→ Objective
Arrange every line of the material below as a numbered list, leaving out any blank lines.

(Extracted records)
---
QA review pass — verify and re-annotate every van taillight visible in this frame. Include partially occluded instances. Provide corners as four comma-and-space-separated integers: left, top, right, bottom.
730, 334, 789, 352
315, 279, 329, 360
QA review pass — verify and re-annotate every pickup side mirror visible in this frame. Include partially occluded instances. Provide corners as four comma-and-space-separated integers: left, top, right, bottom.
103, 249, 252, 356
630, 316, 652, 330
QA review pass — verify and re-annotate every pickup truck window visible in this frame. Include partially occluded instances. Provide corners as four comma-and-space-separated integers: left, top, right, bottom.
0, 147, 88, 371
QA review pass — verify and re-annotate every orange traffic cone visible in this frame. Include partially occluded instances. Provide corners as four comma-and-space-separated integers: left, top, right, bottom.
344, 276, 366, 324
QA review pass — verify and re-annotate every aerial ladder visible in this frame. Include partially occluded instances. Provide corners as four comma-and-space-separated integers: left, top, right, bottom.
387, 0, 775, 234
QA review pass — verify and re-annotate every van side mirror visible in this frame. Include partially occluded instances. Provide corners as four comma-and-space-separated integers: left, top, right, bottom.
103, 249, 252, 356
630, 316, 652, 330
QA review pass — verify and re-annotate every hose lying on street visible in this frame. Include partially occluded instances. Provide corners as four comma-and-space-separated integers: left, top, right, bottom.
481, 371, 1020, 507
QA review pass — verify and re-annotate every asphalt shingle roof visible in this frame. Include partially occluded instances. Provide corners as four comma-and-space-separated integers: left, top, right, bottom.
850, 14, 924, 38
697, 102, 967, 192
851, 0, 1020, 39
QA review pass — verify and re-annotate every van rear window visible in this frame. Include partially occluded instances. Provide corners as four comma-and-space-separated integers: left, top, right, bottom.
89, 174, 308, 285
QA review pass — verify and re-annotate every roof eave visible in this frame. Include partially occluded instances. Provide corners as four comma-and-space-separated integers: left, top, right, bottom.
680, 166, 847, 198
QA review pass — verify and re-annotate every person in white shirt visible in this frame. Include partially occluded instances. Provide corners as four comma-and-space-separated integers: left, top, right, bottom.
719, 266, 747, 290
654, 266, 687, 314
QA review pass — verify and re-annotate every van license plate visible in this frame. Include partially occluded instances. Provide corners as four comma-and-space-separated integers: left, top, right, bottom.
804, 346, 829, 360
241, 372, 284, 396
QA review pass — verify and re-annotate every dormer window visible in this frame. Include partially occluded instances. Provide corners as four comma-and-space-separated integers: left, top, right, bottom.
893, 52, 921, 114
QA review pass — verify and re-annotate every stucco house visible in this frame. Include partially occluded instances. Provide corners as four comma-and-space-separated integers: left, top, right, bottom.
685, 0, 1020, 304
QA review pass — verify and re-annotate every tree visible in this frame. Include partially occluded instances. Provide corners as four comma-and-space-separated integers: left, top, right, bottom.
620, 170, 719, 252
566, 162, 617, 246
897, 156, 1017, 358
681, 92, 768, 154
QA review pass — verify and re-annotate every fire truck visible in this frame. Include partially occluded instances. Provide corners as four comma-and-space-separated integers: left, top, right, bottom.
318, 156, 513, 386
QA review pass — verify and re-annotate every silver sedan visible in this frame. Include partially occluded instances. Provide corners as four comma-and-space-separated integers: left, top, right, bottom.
---
→ Output
1. QA review pass — verify and re-annotate every van taillight visible in this frame. Include partially occluded instances. Provide corners as four comma-and-space-separated integers: left, top, right, bottom.
2. 730, 334, 789, 352
3. 315, 279, 329, 360
4. QA review pass — verify and re-annotate every pickup side mirror visible in this frame. Include partially occluded instances. Provide corners as four comma-and-space-separated integers: left, top, right, bottom.
5. 103, 249, 252, 356
6. 630, 316, 652, 330
7. QA review pass — verify and re-annotate every pickup truck window visible in this frame. Include partially occluded instances. Provide corners as four comma-and-space-separated integers: left, top, right, bottom.
8. 0, 147, 88, 371
9. QA review pass — verify and re-annotate every orange traffic cone visible in this frame. Include partially occluded instances. Provide corners as four comma-and-space-separated integers: left, top, right, bottom.
10. 344, 276, 366, 324
11. QA review pass — verify and re-annotate every aerial ladder visible in this frame. Include partially occluded instances. Provide corners as four comma-and-space-separated integers: left, top, right, bottom.
12. 387, 0, 775, 234
13. QA review pass — verify and re-annotate every van side mirror visible in this frame. Include partially occluded instances. Provide corners as four comma-and-space-separated integers: left, top, right, bottom.
14. 103, 249, 252, 356
15. 630, 316, 652, 330
16. QA review pass — verify and re-annotate every hose lying on street visible in this frame. Include partially occluded instances. Provide corners as four comma-and-space-separated integers: left, top, right, bottom.
17. 481, 371, 1020, 507
18. QA review pass — verify and re-annotate every asphalt shingle roof visible in this frame. Include partially occluded instances. Provide corners as four comma-and-space-separated integers: left, top, right, bottom.
19. 850, 14, 924, 38
20. 697, 102, 967, 192
21. 851, 0, 1020, 39
22. QA review pass — verify and re-annotate every van rear window visible in this frame. Include partially occluded instances. Provide corners as four comma-and-space-separated integers: left, top, right, bottom.
23. 89, 174, 308, 285
24. QA review pass — verify and re-annotate every roof eave visible in this frame. Include partially occluded instances. Provide corners as four comma-and-space-separated integers: left, top, right, bottom.
25. 680, 166, 847, 198
26. QA review pass — verify and re-annotate every person in white shirt visible in this frame. Include partially occluded instances. Provide corners as four comma-and-space-separated integers: left, top, right, bottom.
27. 719, 266, 747, 290
28. 654, 266, 687, 314
29. QA review pass — verify and re-annotate every van license plate visible in this frame. Include partially occluded instances. Provide corners as four comma-and-space-separated integers: left, top, right, bottom.
30. 804, 346, 829, 360
31. 241, 372, 284, 396
32. QA review pass — verify and re-annotate every dormer window visible in this frame. Include partially occluded instances. Provide corners as four comma-and-space-separated integers: left, top, right, bottom.
33. 893, 52, 921, 114
34. QA review pass — verify and re-annotate every stucco house visible in this frame. Include partially occluded instances. Provide corners as four comma-and-space-separated integers: left, top, right, bottom.
35. 685, 0, 1020, 304
36. QA review pass — verify and re-annotate every tree visible in this frame. Include partially occluded instances. Provide corners as four comma-and-space-separated integers: left, top, right, bottom.
37. 620, 170, 719, 252
38. 566, 162, 617, 246
39. 897, 156, 1017, 358
40. 681, 92, 768, 154
41. QA review pass — verify and re-annotate every fire truck visible in this frame. Include partially occluded instances. Provide corners as four comma-and-space-separated integers: left, top, right, bottom.
42. 318, 156, 513, 386
43. QA review pass — verify and re-annotate every silver sedan visible in this frame. Include partially occluded instances. Provide corners as four comma-and-space-separated integers: left, top, right, bottom.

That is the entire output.